[[ DATA RECORDS open ]]

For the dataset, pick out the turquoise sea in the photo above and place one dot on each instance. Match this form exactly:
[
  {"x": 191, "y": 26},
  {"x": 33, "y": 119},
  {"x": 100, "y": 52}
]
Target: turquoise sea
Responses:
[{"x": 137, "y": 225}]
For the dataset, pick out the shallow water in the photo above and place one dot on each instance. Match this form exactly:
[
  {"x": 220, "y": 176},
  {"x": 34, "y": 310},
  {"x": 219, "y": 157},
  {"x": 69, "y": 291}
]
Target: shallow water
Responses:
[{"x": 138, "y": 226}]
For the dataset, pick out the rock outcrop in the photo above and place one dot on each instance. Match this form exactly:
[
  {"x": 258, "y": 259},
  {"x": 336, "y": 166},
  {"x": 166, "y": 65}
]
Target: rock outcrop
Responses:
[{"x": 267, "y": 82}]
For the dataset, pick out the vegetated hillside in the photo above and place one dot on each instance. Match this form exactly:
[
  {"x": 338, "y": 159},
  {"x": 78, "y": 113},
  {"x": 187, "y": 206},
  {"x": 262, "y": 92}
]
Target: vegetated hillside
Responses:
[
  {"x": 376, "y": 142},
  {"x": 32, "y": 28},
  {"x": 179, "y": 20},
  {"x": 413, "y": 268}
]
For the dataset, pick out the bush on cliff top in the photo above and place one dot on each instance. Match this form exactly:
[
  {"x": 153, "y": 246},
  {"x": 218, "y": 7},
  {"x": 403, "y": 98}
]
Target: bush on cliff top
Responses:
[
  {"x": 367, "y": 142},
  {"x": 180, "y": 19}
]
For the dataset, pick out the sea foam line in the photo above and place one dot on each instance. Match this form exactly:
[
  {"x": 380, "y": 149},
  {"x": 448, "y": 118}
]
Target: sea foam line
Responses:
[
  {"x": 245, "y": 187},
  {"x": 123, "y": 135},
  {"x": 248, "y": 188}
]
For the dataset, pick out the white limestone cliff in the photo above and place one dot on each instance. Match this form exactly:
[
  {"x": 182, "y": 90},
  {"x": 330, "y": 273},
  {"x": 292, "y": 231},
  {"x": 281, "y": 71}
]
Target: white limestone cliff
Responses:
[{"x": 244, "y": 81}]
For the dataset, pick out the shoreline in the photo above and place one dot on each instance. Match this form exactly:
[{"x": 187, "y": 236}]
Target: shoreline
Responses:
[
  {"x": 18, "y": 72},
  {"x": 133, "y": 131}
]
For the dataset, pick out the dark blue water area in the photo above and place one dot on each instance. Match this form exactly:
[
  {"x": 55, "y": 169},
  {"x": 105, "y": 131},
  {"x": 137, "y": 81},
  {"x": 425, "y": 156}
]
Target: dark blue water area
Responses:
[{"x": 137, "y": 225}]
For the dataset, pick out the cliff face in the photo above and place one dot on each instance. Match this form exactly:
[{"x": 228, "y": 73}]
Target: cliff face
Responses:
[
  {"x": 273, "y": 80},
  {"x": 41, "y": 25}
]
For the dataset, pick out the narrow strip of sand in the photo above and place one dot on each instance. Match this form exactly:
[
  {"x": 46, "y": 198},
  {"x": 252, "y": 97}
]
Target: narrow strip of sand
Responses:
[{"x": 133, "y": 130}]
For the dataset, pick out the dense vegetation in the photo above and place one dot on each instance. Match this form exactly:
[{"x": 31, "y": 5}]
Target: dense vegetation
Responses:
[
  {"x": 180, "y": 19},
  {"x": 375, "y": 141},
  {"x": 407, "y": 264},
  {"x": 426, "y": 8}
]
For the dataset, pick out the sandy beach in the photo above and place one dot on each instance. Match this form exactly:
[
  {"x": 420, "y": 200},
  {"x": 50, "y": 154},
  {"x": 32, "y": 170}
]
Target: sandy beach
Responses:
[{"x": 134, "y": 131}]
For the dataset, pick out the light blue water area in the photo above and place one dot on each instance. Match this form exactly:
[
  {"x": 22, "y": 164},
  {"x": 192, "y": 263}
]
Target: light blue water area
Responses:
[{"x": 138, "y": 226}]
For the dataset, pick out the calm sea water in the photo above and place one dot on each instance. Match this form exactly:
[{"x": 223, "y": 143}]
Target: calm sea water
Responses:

[[ DATA RECORDS closed ]]

- [WHAT IS REQUIRED]: Copy out every line of the data that includes the word "cliff".

- [ANSWER BELOW]:
For the dataset, pick out the bush on cliff top in the photo above and place one dot on each instance. Match this form exactly:
Target: bush on cliff top
For the dataset, pick out the white limestone cliff in the photo above and place one dot on each instance. Match this form exactly:
Target: white limestone cliff
For the dataset, pick out the cliff face in the photo above and place one dot on each instance. Match this form exactly:
Target: cliff face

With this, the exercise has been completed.